Literacy Lenses

Focusing on The Literacy Work that Matters

Rethinking Rewards by Building Respectful Relationships

Guest Blog post by Erica Pecorale

Screen Shot 2016-01-24 at 11.26.48 PM


How do teachers get to the most meaningful work in their classrooms every day? When we answer this question, all students thrive in an environment that is engaging and that promotes responsibility within all members of the learning community.

On January 21, 2016 #G2Great chat focused on creating nurturing learning environments. In Chapter 4 of Good to Great, Mary Howard reflects on what highly effective teachers do. She echoes Ellin Keene, who notes that these teachers are extremely focused in “acknowledging that excellence in classrooms is a never ending process of professional learning”. Mary elaborates on how highly effective teachers learn from research by synthesizing ideas into practices that meet the needs and experiences of their current students. When teachers integrate what they know about their students with what they have learned about best practices and the research they have examined, it comes together to create organic and authentic spaces for all students to flourish and to get to the work that really matters.

◆ DATA SEGMENT
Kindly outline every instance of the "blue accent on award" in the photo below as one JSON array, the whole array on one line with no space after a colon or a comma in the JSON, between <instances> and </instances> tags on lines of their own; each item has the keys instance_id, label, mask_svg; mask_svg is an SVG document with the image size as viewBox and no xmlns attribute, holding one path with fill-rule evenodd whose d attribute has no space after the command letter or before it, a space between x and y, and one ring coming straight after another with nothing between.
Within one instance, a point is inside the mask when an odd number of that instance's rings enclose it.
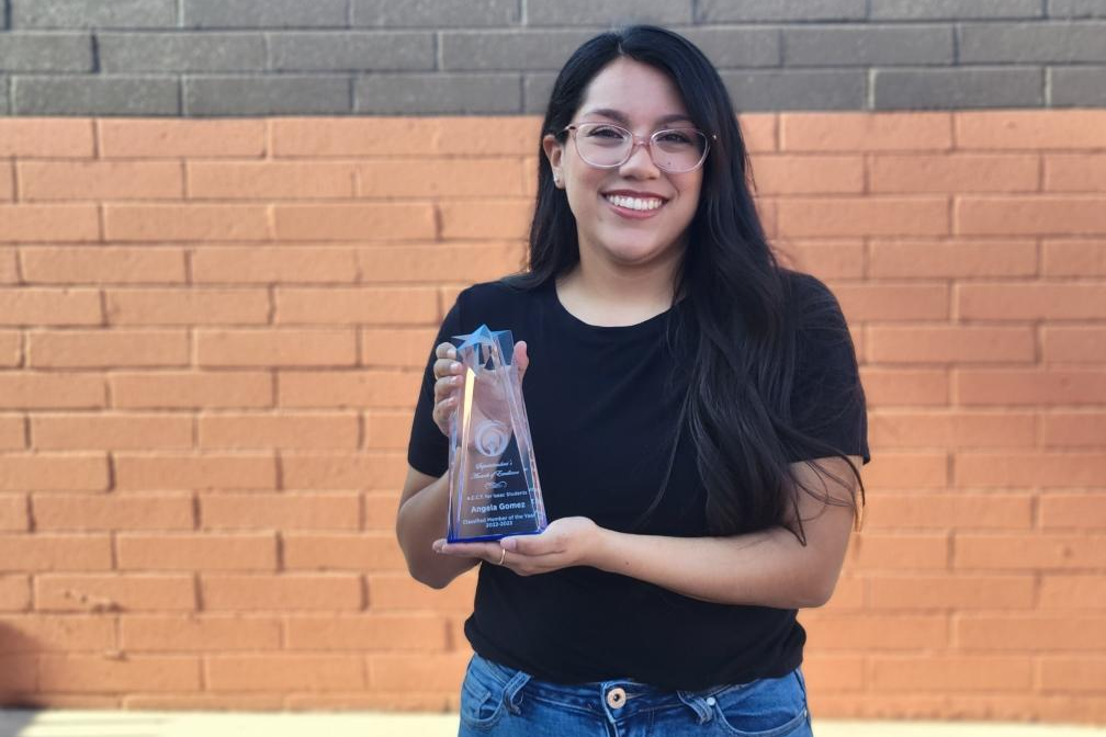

◆ WRITTEN TASKS
(1) Decide whether each statement below agrees with the blog post on rethinking rewards. Answer yes or no for each, and quote the words from the post that decide it.
(a) The #G2Great chat on January 21, 2016 focused on creating nurturing learning environments.
(b) Mary Howard reflects on what highly effective teachers do in Chapter 6 of Good to Great.
(c) Ellin Keene notes that highly effective teachers are extremely focused on acknowledging that excellence in classrooms is a never-ending process of professional learning.
(2) According to the blog post on rethinking rewards, who wrote this guest post?

◆ REPLIES
(1)
(a) Yes: "On January 21, 2016 #G2Great chat focused on creating nurturing learning environments."
(b) No: "In Chapter 4 of Good to Great, Mary Howard reflects on what highly effective teachers do."
(c) Yes: "She echoes Ellin Keene, who notes that these teachers are extremely focused in “acknowledging that excellence in classrooms is a never ending process of professional learning”."

(2) Erica Pecorale wrote the guest post.